Task requirements>
Retype the data exactly, leaving nothing out.

--- Data extracts Enclosed Below ---

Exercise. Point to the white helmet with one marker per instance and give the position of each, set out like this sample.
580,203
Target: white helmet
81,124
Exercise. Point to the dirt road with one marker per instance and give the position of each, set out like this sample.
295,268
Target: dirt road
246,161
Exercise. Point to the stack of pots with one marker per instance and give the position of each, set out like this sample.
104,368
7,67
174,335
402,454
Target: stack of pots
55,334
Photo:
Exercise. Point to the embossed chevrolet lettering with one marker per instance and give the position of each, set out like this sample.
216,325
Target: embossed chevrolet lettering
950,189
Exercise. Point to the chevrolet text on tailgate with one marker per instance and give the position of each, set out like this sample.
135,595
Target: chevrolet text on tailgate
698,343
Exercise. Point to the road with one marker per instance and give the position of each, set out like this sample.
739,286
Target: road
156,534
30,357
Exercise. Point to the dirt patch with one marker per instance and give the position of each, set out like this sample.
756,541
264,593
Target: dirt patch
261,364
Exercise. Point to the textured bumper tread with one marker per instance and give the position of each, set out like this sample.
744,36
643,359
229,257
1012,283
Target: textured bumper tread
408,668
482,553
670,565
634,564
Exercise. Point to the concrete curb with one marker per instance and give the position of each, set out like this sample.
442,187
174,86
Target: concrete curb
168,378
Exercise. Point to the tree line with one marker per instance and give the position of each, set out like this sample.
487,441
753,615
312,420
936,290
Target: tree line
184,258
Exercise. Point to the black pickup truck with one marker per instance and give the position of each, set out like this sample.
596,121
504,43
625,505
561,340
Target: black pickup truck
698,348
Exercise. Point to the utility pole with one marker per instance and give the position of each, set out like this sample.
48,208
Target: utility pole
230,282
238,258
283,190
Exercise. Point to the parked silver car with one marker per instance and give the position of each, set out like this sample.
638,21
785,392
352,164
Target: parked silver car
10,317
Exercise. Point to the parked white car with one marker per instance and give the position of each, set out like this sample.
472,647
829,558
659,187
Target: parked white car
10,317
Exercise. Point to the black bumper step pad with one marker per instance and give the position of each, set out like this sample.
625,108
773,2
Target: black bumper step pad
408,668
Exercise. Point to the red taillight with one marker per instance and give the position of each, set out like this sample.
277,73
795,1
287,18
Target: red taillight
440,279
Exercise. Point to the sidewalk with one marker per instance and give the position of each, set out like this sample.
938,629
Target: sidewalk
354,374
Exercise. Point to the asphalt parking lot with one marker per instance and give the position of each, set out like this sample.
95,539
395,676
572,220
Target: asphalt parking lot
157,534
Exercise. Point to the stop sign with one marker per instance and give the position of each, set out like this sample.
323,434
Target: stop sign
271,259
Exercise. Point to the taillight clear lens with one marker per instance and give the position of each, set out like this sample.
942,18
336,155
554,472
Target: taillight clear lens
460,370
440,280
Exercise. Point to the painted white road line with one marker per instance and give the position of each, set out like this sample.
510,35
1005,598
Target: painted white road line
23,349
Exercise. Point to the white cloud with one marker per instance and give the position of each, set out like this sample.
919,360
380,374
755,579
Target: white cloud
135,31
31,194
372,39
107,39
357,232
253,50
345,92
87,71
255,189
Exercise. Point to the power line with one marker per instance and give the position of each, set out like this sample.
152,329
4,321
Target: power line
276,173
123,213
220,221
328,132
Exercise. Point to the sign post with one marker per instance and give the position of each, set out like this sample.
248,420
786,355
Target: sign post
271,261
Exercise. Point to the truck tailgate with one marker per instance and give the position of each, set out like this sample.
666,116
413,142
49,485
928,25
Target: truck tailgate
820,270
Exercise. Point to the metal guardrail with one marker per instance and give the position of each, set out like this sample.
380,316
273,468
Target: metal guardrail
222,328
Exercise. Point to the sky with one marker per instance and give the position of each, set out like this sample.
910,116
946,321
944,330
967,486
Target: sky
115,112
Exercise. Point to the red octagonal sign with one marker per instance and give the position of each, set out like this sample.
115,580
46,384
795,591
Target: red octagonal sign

--- End of Enclosed Data extracts ---

Answer to this problem>
Exercise. Point to the white helmet with one marker per instance and give the position of each, set out like this sample.
580,203
Target: white helmet
81,124
Exercise. Point to the dirt road with one marker per instance and give the position of each, set out like this sample.
295,268
Target: dirt road
246,161
Exercise. Point to the stack of pots with one marker per instance and give the position of each, set out like this sample.
104,368
7,67
174,335
402,454
Target: stack of pots
55,334
Photo:
Exercise. Point to the embossed chevrolet lettering with one marker per instance and give the position of each, set out like this sample.
216,325
Target: embossed chevrolet lettering
950,189
Exercise. Point to the chevrolet text on tailgate with one marker per instance and give the position of each, set out like this sample.
135,595
Target: chevrolet text on tailgate
698,343
Exercise. Point to the road with one marker per instance and give the position of each, set out like this sample.
739,286
Target: road
156,534
30,357
Exercise. Point to the dirt patch with one marker per instance and give the position of each, set out like this sample.
756,541
264,593
Target: dirt patch
261,364
Exercise. Point to the textured bumper tread with one marker per instance and give the position of each, set out like this sample.
744,36
643,359
229,257
1012,283
Target: textured bumper tread
408,668
482,553
670,565
634,564
Exercise. Point to the concrete curb with one marker per instance and give the position of each, set out like this sample.
442,187
174,86
Target: concrete curb
168,378
Exercise. Point to the tree line with one marker per instance and give the position of each, set out like this sample.
487,441
753,615
312,420
936,290
Target: tree line
184,258
Exercise. Point to the black pickup truck with one marker per instance and give the position of each, set out like this sample.
596,121
504,43
625,505
561,340
Target: black pickup truck
698,348
Exercise. Point to the utility pole with one marker per instance and give the position of each, set out like this sample.
48,208
Target: utility pole
230,282
238,258
283,190
Exercise. Point to the parked silver car with one marker per instance and give the position of each, set out like this sample.
638,21
785,392
352,164
Target: parked silver car
10,317
Exercise. Point to the parked white car with one marker per instance and give the position of each, set out like this sample.
472,647
829,558
659,187
Target: parked white car
10,317
Exercise. Point to the black bumper step pad with one marker per instance and give the position of each, set out like this sample.
625,108
773,2
Target: black bumper step pad
408,668
Exercise. Point to the red taillight with one marker per instance and give the position of each, set out like this sample.
277,73
795,1
287,18
Target: red taillight
440,279
Exercise. Point to the sidewalk with one marker per instance and give the position of each, set out like this sample.
938,629
Target: sidewalk
354,374
Exercise. Point to the asphalt parking lot with one marker per instance and give the position of each, set out like this sample.
95,539
395,676
572,220
Target: asphalt parking lot
157,534
Exercise. Point to the stop sign with one marker per instance and give the position of each, set out like this sample.
323,434
Target: stop sign
271,259
Exercise. Point to the taillight clear lens with one marker per instance and give the position of each, set out like this sample.
942,18
336,155
554,472
Target: taillight clear lens
460,370
440,280
Exercise. Point to the painted white road line with one marker per instance and give the position of each, set out like this sample.
510,35
1005,598
Target: painted white road line
23,349
Exercise. Point to the white cloud with one marker per instance and give the position of each, set out like this sample.
919,360
380,374
755,579
Target: white cloud
135,31
31,194
372,39
107,39
357,232
253,50
345,92
87,71
255,189
Exercise. Point to the power line with one marker per instance and give the position of each, set out like this sample.
152,329
4,321
Target: power line
276,173
123,213
220,221
328,132
Exercise. Point to the sign post with one marker per instance and give the position of each, set out like this sample.
248,420
786,355
Target: sign post
271,261
Exercise. Point to the truck tailgate with one marker per instance and give the position of each, set out like this sample.
666,116
413,142
49,485
928,25
Target: truck tailgate
820,270
Exercise. Point to the metal guardrail with one marker per instance and give the position of each, set out like this sample.
380,316
273,468
Target: metal guardrail
222,328
Exercise. Point to the sky with one marker per instance and give the position of each, set out like this sample.
910,116
946,321
944,330
967,486
Target: sky
115,112
Exercise. Point to the red octagonal sign with one marker per instance and give the position of each, set out like this sample.
115,580
46,384
795,591
Target: red octagonal sign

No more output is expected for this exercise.